YOUR TASK: An exact copy is needed of each line from the one including "baseboard with a point in the photo above." through the last line of the entries, both ends counted, with nothing added.

-------- TASK DATA --------

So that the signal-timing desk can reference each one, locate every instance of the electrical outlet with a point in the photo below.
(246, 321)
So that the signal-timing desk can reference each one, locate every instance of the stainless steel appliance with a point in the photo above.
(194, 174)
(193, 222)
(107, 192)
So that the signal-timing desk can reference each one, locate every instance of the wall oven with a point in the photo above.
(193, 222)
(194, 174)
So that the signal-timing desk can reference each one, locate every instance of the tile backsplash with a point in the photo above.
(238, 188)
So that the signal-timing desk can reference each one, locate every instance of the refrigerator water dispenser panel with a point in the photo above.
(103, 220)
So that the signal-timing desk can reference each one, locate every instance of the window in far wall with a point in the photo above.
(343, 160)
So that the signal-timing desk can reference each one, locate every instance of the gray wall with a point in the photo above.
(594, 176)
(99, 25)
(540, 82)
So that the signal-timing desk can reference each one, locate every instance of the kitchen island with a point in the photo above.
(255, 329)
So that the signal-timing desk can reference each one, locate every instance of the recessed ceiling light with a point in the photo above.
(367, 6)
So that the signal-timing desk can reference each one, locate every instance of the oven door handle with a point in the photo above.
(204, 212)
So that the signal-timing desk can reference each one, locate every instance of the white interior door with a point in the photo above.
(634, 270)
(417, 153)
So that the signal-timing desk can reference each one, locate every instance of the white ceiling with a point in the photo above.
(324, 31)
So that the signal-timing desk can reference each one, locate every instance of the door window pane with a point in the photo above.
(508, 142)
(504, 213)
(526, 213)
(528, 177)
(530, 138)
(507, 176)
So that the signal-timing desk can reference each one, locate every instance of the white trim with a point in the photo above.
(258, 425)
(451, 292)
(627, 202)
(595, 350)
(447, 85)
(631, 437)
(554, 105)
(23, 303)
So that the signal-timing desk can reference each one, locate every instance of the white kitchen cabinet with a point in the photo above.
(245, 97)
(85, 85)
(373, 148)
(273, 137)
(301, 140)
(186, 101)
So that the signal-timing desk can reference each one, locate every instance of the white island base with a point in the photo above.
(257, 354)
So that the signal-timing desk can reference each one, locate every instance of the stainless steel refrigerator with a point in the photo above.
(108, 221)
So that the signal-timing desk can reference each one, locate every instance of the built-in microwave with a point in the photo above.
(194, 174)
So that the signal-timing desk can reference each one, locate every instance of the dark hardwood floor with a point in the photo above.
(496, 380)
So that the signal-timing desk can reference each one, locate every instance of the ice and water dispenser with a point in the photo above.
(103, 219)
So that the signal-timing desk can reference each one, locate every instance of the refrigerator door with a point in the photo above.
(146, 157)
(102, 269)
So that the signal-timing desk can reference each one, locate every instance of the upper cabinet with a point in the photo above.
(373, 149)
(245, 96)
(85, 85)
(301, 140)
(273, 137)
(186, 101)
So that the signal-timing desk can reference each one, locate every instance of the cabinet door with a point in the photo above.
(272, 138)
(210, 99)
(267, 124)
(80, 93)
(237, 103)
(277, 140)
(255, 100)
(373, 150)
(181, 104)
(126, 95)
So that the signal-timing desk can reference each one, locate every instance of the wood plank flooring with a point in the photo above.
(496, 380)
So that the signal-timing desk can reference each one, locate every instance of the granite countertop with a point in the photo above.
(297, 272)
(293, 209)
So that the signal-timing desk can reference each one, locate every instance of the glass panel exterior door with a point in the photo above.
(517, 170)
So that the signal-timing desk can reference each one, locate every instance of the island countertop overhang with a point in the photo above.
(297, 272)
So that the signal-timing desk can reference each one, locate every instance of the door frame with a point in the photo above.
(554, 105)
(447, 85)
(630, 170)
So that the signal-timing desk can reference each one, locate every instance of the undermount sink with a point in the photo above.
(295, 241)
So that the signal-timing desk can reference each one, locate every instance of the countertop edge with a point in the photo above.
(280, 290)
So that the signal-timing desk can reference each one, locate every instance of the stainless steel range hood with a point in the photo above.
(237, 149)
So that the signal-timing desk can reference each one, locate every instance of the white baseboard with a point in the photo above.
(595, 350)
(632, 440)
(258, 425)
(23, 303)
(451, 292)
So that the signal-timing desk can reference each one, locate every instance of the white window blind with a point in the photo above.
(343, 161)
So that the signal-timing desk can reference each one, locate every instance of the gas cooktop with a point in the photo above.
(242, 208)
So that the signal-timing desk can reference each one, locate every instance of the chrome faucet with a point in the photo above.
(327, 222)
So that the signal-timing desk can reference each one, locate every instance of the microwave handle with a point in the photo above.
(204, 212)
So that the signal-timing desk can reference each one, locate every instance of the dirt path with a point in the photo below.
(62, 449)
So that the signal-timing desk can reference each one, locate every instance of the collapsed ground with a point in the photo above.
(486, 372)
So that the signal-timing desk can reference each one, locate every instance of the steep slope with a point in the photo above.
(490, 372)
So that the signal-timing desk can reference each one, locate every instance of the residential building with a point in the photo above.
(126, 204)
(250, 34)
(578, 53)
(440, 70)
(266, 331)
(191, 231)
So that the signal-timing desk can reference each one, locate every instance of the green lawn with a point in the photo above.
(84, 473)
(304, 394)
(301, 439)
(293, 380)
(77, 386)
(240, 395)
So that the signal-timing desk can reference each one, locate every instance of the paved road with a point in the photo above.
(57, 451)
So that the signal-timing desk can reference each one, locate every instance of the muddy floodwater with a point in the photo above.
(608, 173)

--------

ANSWER SPACE:
So that the signal-timing desk can reference each one, locate every instance of the white baseboard with a point in the photo above.
(595, 350)
(632, 440)
(258, 425)
(23, 303)
(451, 292)
So that the signal-timing desk can reference each one, locate every instance of the white window blind with a point in the photo above.
(343, 161)
So that the signal-timing desk can reference each one, locate every instance of the gas cooktop with a point in the photo above.
(242, 208)
So that the signal-timing desk can reference each one, locate every instance of the chrome faucet with a point in the photo above.
(327, 222)
So that the signal-timing desk can reference each one, locate every instance of the microwave handle with a point in the photo above.
(204, 212)
So that the signal-timing desk can reference each one, locate every instance of the dirt path with a point in the photo below.
(62, 449)
So that the signal-timing desk can reference each one, locate every instance of the collapsed ground with a point in the photo above.
(486, 372)
So that the signal-timing desk can reference each one, locate every instance of the steep slope with a point in the photo above.
(490, 372)
So that the signal-timing desk can reference each one, locate every instance of the residential building with a point in the photo above.
(126, 204)
(250, 34)
(578, 53)
(440, 70)
(266, 331)
(191, 231)
So that the signal-timing desk can reference each one, locate every instance of the green lawn with a point in the photo above.
(84, 473)
(304, 394)
(301, 439)
(293, 380)
(77, 386)
(240, 395)
So that the signal-timing desk can reference each one, locate every instance of the paved road with a point in the photo above.
(57, 451)
So that the signal-timing desk can reference each one, locate every instance of the muddy floodwater with a point in the photo above.
(608, 173)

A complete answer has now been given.